* **TEXT BLOCK**:
++++++

Add them to the assorted list of geckos, skinks, scorpions, millipedes, etc. I did have a discussion with the stray cat living here that she needed to step up her game a little.

Tuesday, March 4, 2014

Tokay geckos


 
 
This is a Tokay gecko. He is cousins with the one who lives behind our toilet tank, who we have fondly named John, our IED. John is camera-shy, but I will keep trying. Wish some of the bugs were more shy! For perspective, the wood this guy is next to is a 4x4 ceiling beam. They all seem to have their own territories. 

Monday, March 3, 2014

Sometimes, life stings

We live in Udayana, an eco-lodge. This means we get quite well acquainted with the natives - most especially the ones with more than two legs.
We have a very large gecko, about 8+ inches, who chirps "uh-oh" over and over in a deep and loud voice. He likes to live in our open-air bathroom - and for some reason, he especially likes to hide behind the toilet. There are the usual assortment of small crickets, roaches, mosquitos, etc. Beautiful birds, butterflies of all colors and sizes. There is a little finch whose nest is a delicate sac hanging from the tree.
Sunday night, we found out there are scorpions. Our bed is curtained in a net. Newt woke up at 1am to a sharp pain on one of his fingers. In bed with us was a 2 inch scorpion. He crunched it and we flushed it. It's sting is very painful for about 24 hours. What an ugly surprise. We now do lots of lifting of bedding before we settle in for the night.
Last night, when we came to bed, in the shower was a spider whose leg span is about 4 inches, with an interesting design on his body, just hanging out. I think he may be the one who has a web that looks like it is made out of yellow fishing line. He was gone this morning (at least he was not on my side of the bath wall.
By the end of four months, we should all be fast friends - except for the scorpions.
Lots of discoveries!
Off to walk through our town, Jimbaran, big enough to be on a map of Bali.

++++++

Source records
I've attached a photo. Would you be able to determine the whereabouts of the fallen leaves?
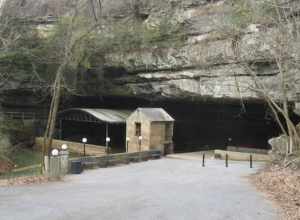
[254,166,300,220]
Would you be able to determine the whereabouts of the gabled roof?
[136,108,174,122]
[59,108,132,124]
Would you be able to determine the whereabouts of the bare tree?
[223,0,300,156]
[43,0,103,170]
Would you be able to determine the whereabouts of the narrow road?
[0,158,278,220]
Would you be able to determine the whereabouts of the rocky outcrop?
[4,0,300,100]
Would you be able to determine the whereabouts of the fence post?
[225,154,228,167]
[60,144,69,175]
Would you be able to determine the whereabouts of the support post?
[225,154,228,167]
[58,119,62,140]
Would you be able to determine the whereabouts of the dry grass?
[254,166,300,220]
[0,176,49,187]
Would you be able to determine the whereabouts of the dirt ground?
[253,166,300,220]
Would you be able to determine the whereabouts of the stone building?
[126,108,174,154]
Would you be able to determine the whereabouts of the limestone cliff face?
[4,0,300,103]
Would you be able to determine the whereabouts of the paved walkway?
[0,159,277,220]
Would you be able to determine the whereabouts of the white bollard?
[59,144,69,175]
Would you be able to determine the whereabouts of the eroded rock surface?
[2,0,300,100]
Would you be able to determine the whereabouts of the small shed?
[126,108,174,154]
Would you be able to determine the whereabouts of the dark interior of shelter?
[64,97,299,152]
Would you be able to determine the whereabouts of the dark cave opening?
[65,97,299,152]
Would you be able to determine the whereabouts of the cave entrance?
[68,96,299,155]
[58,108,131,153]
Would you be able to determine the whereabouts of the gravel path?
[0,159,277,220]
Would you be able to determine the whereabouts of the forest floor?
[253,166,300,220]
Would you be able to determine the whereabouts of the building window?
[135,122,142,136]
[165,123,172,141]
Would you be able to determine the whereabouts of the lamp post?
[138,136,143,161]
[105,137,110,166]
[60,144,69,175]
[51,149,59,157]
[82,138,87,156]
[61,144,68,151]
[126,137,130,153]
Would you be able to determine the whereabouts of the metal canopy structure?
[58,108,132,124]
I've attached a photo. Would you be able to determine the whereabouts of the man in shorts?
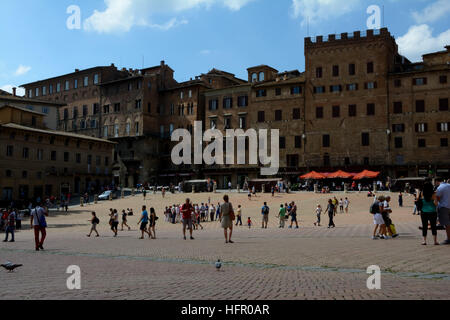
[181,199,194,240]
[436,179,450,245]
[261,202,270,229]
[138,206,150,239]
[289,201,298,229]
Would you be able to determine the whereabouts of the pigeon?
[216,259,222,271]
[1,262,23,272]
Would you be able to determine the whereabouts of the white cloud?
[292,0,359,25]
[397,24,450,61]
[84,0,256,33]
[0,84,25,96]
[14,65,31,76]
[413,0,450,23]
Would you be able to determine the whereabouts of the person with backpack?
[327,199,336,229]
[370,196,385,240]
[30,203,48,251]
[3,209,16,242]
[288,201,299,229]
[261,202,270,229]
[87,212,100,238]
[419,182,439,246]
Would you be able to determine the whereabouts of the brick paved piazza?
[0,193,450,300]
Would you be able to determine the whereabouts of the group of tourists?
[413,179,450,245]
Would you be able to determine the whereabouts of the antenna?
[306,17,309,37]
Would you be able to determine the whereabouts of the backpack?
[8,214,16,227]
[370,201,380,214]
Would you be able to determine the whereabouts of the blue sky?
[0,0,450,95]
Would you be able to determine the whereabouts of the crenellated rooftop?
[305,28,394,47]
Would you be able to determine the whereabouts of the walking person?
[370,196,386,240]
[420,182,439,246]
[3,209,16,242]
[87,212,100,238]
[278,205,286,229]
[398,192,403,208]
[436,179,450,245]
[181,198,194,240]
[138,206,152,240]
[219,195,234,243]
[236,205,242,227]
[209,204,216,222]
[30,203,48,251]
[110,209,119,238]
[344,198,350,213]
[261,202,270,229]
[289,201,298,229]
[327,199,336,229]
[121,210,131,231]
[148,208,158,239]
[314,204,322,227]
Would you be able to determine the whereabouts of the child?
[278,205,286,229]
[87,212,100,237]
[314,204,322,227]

++++++

* **LIST OF TASKS**:
#1 Write out the passage of the Bali eco-lodge blog that begins with the words containing "Sunday night, we" and ends with "the bath wall.".
#2 Please continue the Bali eco-lodge blog from its last sentence onward.

* **RESPONSE LIST**:
#1
Sunday night, we found out there are scorpions. Our bed is curtained in a net. Newt woke up at 1am to a sharp pain on one of his fingers. In bed with us was a 2 inch scorpion. He crunched it and we flushed it. It's sting is very painful for about 24 hours. What an ugly surprise. We now do lots of lifting of bedding before we settle in for the night.
Last night, when we came to bed, in the shower was a spider whose leg span is about 4 inches, with an interesting design on his body, just hanging out. I think he may be the one who has a web that looks like it is made out of yellow fishing line. He was gone this morning (at least he was not on my side of the bath wall.

#2
Selamat tinggal - good bye

Installation

Sunday was the first worship service at Bukat International Protestant Church. Newt, Pastor Bapak, was installed. Worship was pretty full at about 53 people. Everyone is very welcoming and friendly. Lots of ex-pats - Belgium, Germany, the Netherlands, England, Australia, a couple who are both chefs from Colorado. There are also many Indonesians - from here, Java, Lombok, Jakarta, etc.
The service is Protestant and worship is somewhat regulated by the Synod of the Protestant Church of Bali. A great start!

Saturday, March 1, 2014

Getting aclimated

There was a lovely reception Friday night and we met many of the members of the congregation. Our hosts at the lodge, Meryl and Alan, have lived in the area about 30 years and are such a wealth of history, culture ad information. Had a great visit with them last night. Woke up early to make breakfast and found an ant explosion in the kitchen... thousands, maybe millions of tiny red ants. One of the girls came and rescued us and cleaned it up. We were jumping over two inch wide lines of ants to try to get to the food cupboard and frig. Reminds me of Hawaii. We are slowing gaining a sense of direction -at least Newt is, as you all know that I am directionally challenged! Haven't been able to get our IED to stay still long enough to snap a pic. He is a gecko about two hands long. Where was he hiding when all of the ants came out?  Just saw a squirrel- seems surprising to me that there are squirrels in Bali, but there are actually about 16 varieties. They are all busy making nests right now.
We are off to worship and will write about that later.